* _Passage provided_:
Andries Zijlstra, Ph.D.

Associate Professor of Pathology, Microbiology and Immunology

C-2102C MCN
1161 21st Ave S
Nashville
Tennessee
37232-2561
615-322-3295

Understanding and targeting tumor cell adhesion and migration in cancer metastasis

Research Description

Research in my laboratory is dedicated to understanding the molecular biology of cancer metastasis and translating this knowledge to clinical application.

The research program is based on three central themes: 
A) Investigating the molecular mechanisms of tumor cell migration, 
B) Evaluating and validating the contribution of these mechanisms to metastasis in cancer patients
C) Developing research and clinical tools to investigate metastatic behavior of tumor cells. 

The laboratory currently pursues four integrated research objectives: 1) Defining how dynamic regulation of adhesion and migration controls metastasis, 2) Identification and characterization of the metastatic cell populations within a primary tumor, 3) Experimental modeling of metastasis in a clinically relevant manner, and 4) clinical implementation of molecular markers of migration as biomarkers of tumor progression and metastasis. Our mechanistic studies apply to much of the cancer spectrum but our clinical studies are focused on bladder and prostate cancer.

Specific mechanistic studies include an interrogation of the adhesion dynamics controlled by the tetraspanin CD151 and affiliated adhesion receptors (Integrins and IgG cell adhesion receptors). By tuning the adhesive properties of the cell, this mechanism can immobilize tumor cells or facilitate their dissemination. Dissecting the regulatory mechanism of CD151 demonstrates that the biphasic nature of migration is highly tunable through multiple epigenetic mechanisms. This dynamic regulation implies that escape from the primary tumor from is very much a non-linear aspect of metastasis that is less influenced by cancer genetics and more by the cellular context, interactions with adjacent tumor cells, the host and response to changing microenvironments.

* _Your tasks_:
• 1. According to the research profile above, which two cancers are the laboratory's clinical studies focused on?
• 2. Reproduce the research profile above word for word, between "C-2102C MCN" and "to clinical application.", inclusive.

* _Data_:

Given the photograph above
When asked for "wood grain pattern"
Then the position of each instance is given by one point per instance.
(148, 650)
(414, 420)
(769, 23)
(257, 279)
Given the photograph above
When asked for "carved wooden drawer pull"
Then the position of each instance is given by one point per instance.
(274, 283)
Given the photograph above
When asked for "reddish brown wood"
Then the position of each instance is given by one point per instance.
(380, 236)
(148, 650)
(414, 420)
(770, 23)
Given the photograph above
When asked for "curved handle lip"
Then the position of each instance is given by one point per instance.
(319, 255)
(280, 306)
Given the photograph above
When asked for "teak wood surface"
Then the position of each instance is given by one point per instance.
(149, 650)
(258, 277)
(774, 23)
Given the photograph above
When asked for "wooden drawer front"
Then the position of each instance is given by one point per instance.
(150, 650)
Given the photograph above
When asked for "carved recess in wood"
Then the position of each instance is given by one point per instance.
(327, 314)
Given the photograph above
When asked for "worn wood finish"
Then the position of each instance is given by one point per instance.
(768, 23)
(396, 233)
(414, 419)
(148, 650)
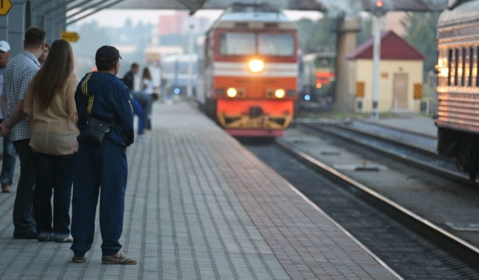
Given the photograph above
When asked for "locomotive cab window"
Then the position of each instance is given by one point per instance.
(237, 44)
(276, 44)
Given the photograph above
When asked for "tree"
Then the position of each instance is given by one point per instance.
(421, 30)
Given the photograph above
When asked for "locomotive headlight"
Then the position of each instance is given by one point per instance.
(256, 65)
(280, 93)
(232, 92)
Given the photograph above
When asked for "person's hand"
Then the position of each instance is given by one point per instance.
(4, 129)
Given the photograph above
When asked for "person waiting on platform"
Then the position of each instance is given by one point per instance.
(148, 87)
(129, 78)
(9, 153)
(52, 113)
(19, 72)
(44, 55)
(103, 104)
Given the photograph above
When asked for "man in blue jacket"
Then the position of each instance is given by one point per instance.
(102, 169)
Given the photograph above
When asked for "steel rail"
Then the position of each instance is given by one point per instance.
(443, 172)
(430, 231)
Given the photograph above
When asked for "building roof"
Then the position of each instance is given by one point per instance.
(393, 47)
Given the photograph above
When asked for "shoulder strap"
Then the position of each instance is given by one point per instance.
(84, 88)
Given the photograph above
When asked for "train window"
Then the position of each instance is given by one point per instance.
(456, 67)
(237, 44)
(471, 65)
(449, 67)
(463, 68)
(276, 44)
(477, 67)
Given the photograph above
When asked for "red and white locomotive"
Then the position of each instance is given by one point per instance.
(250, 71)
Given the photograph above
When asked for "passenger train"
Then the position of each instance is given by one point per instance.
(250, 71)
(458, 85)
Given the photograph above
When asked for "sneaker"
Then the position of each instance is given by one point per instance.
(117, 258)
(142, 139)
(68, 239)
(45, 239)
(6, 189)
(79, 259)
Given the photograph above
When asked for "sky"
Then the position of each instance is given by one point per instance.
(117, 18)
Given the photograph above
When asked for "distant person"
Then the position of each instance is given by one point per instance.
(52, 111)
(129, 78)
(102, 170)
(9, 153)
(148, 85)
(18, 74)
(44, 55)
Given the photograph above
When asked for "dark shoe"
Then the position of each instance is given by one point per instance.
(45, 239)
(117, 258)
(79, 259)
(64, 240)
(29, 235)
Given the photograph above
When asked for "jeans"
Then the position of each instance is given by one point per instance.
(101, 171)
(53, 173)
(8, 164)
(23, 216)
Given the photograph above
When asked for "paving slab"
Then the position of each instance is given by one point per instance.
(200, 206)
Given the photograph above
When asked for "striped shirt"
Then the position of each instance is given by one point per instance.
(18, 74)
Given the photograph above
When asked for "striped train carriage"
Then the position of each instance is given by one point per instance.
(458, 86)
(251, 70)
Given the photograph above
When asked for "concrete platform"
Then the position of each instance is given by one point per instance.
(200, 206)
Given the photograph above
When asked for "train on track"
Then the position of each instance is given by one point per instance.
(250, 71)
(458, 85)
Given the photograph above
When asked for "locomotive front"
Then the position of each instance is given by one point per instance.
(251, 71)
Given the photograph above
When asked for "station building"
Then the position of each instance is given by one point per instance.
(401, 75)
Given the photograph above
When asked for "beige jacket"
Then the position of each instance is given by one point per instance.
(54, 131)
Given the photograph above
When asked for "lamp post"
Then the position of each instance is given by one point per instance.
(378, 11)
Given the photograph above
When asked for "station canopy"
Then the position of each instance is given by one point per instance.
(348, 6)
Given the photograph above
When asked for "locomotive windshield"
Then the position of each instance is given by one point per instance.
(236, 44)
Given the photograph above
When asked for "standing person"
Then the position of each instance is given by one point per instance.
(44, 55)
(9, 153)
(101, 97)
(18, 74)
(148, 88)
(52, 112)
(148, 84)
(129, 78)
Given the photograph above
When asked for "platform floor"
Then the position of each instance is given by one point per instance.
(200, 206)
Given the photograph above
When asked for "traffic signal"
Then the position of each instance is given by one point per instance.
(379, 8)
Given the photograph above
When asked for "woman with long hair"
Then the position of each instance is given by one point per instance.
(50, 106)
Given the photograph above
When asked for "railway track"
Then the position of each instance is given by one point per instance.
(406, 152)
(409, 244)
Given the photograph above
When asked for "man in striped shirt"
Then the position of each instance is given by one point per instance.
(18, 74)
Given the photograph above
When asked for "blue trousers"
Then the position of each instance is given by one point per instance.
(53, 173)
(100, 170)
(8, 164)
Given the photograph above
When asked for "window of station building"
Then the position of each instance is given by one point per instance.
(463, 68)
(276, 44)
(456, 67)
(471, 66)
(237, 44)
(449, 68)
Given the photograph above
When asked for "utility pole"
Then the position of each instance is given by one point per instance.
(189, 89)
(378, 11)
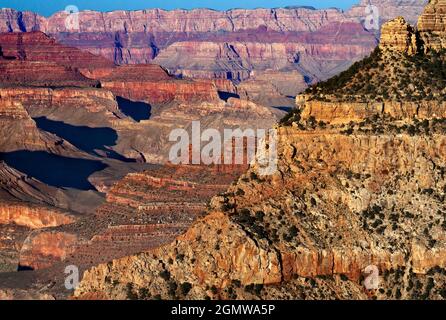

* _Problem solutions_:
• 1. Bladder and prostate cancer.

• 2.
C-2102C MCN
1161 21st Ave S
Nashville
Tennessee
37232-2561
615-322-3295

Understanding and targeting tumor cell adhesion and migration in cancer metastasis

Research Description

Research in my laboratory is dedicated to understanding the molecular biology of cancer metastasis and translating this knowledge to clinical application.